• [Instructions for the task]
Please carry on the piece about the EEOC's sex discrimination lawsuits, picking up right after its final sentence.

• [Selected extract]
------------------------

The Equal Employment Opportunities Commission (EEOC) has filed suit against three U.S. employers for sex discrimination in hiring. The lawsuits allege overt bias against female job candidates in the form of bogus physical tests, physical appearance, and a blatant “no girls allowed” hiring policy.

EEOC takes a strong stand against gender bias

Perhaps it was simply a coincidence of timing. But the EEOC is sending a message in three unconnected cases that gender discrimination will not be tolerated in 21st century America. When the EEOC was unable to resolve each of the cases through pre-litigation channels, it filed suit against a railroad (CSX Transportation), a shipping company (R&L Carriers) and a parking management service.

  • At CSX, female applicants failed physical requirement tests at a substantially higher rate than male candidates. Rather than indicating women are physically unfit for the industry, the EEOC contends that the tests favor men through arbitrary benchmarks.

Apparent rationale: They all take the same test. Not our fault if the ladies can’t cut it.

  • In the Eagle Parking case, a woman was turned down on the presumption – based on nothing more than her appearance – that she could not handle the “physicality” of the job. She was urged to apply for a desk job instead.

Apparent rationale: In the manager’s professional opinion, based on years of parking cars, a woman could not perform such a back-breaking feat.

  • In the R&L Carriers case, the EEOC alleges straight-up discrimination; no women are hired as dockworker and loaders, even when they are qualified candidates.

Apparent rationale: Some jobs are for dudes, and you’re not a dude.

Physical requirements can be an unfair barrier to women

The EEOC litigation will prompt a close look at physical ability requirements in candidate screening and hiring, particularly in traditionally male occupations. Courts have generally upheld the right of employers to use physical ability as a hiring criteria, with a few caveats: (a) physical tests must reflect the actual job duties, and (b) minimum requirements cannot be set arbitrarily high to exclude women.

------------------------

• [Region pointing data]

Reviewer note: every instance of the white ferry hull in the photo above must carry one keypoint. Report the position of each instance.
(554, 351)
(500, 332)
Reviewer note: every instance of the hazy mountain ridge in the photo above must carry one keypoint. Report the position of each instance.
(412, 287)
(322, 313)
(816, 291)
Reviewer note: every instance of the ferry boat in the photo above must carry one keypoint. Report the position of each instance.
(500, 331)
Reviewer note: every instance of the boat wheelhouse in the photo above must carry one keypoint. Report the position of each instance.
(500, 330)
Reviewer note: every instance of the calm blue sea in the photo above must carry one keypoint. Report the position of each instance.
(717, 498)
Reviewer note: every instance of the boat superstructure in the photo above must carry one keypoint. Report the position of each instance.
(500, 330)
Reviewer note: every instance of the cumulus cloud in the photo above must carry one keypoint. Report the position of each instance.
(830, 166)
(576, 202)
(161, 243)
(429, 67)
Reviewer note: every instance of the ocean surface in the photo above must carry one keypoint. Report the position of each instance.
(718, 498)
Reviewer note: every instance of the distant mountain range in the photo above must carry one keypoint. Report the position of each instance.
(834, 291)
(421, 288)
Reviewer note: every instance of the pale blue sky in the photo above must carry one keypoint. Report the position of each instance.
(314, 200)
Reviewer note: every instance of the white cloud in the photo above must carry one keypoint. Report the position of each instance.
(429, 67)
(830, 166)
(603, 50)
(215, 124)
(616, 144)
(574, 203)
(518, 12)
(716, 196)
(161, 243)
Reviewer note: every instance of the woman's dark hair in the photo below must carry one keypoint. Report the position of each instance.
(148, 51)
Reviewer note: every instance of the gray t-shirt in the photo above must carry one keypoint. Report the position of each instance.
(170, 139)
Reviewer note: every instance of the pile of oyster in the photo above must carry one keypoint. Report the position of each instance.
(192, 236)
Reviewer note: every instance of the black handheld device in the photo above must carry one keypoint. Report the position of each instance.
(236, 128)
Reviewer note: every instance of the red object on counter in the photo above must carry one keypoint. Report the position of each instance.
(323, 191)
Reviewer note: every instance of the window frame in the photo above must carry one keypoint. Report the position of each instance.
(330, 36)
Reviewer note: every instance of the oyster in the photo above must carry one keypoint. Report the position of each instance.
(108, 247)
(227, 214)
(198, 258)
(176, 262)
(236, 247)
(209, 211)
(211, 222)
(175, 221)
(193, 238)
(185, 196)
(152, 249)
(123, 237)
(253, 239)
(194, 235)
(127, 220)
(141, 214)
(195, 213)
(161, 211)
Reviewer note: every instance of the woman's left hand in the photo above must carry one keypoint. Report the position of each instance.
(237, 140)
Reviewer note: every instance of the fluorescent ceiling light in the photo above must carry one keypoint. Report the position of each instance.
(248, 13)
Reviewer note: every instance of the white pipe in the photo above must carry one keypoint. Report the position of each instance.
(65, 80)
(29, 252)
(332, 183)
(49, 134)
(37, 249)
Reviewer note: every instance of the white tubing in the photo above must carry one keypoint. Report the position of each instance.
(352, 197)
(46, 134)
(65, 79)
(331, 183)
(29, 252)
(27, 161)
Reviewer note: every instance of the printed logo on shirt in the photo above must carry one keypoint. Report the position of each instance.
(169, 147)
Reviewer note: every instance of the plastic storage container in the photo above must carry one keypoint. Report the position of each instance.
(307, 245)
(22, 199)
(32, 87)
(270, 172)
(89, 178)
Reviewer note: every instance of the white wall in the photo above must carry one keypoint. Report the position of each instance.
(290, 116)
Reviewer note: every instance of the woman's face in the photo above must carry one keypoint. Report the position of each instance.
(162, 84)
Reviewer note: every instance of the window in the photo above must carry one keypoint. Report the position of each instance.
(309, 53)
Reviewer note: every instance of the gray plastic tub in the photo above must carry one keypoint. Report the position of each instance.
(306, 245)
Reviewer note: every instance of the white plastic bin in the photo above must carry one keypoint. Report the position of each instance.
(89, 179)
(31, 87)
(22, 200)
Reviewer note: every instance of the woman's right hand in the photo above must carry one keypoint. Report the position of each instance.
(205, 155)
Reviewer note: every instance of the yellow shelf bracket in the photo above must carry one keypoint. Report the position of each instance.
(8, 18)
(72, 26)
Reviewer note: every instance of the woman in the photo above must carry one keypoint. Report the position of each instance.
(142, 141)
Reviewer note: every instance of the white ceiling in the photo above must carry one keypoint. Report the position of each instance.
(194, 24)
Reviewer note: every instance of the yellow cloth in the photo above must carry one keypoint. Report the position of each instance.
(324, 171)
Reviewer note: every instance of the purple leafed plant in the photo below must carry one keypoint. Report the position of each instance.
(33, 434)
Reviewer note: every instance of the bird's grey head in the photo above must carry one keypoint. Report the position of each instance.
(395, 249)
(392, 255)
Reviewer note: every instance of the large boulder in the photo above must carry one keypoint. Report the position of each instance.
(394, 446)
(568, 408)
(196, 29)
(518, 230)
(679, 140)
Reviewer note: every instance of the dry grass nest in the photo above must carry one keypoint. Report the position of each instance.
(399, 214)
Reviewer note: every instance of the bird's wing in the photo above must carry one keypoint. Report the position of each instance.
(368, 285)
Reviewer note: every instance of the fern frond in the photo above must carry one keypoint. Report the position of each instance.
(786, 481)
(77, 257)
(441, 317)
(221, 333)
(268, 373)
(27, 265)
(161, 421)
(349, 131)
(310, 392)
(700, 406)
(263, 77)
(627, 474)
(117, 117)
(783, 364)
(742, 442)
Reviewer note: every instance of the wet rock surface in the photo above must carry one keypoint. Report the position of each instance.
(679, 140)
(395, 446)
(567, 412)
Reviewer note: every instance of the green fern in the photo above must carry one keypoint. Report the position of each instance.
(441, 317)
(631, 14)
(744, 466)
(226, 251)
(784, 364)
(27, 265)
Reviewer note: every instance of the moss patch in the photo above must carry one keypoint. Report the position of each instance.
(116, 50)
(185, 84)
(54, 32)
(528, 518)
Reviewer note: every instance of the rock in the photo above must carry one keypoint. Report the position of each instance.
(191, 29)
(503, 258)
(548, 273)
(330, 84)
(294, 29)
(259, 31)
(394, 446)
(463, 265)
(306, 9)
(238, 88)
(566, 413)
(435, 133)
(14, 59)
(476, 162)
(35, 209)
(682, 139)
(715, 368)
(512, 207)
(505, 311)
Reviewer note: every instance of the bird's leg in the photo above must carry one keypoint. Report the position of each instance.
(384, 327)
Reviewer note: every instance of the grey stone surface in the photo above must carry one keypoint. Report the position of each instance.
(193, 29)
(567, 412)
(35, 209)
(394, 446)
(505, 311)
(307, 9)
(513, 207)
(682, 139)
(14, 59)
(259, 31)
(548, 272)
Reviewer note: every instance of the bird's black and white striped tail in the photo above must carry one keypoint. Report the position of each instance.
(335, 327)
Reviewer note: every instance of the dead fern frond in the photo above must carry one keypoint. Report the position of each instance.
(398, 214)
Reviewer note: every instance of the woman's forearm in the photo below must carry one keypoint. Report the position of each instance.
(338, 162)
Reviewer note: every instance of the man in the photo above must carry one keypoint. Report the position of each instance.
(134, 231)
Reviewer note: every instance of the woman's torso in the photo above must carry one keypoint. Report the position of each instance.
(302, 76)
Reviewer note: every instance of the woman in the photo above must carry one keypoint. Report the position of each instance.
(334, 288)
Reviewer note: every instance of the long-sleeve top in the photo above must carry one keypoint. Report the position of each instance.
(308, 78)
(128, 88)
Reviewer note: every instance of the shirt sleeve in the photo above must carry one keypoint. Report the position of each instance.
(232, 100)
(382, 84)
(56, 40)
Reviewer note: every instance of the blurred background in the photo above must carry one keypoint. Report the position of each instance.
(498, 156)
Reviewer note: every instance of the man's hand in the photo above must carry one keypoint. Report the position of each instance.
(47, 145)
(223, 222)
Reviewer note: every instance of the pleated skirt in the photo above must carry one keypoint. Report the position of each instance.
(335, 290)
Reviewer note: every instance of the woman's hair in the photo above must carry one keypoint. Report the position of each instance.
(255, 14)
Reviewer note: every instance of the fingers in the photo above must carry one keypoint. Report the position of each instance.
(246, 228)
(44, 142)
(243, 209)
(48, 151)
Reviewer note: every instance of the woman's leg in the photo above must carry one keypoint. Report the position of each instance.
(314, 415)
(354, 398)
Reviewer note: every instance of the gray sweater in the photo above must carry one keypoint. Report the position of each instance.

------------------------

• [Response area]
For instance, only 7 percent of U.S. firefighters are female, chiefly because so few can pass the rigorous obstacle course exams. Through equal opportunity lawsuits, the physical ability standards have been scaled back in many jurisdictions to give female applicants a fighting chance to win the job and prove themselves. Detractors say the revised standards are watered down and compromise safety. Proponents say the standards were based on male demographics and were unnecessarily tough — no firefighter performs all those feats in an actual fire call.

Is the job really that rigorous?

Most blue-collar jobs do not require “American Ninja” strength and agility. Basic physical fitness is typically sufficient, and those who truly can’t do the work will soon quit or be let go. Too often, the barrier to employment is not women’s muscles but men’s outdated attitudes.

This blog was originally published at passmanandkaplan.com on August 8, 2017. Reprinted with permission.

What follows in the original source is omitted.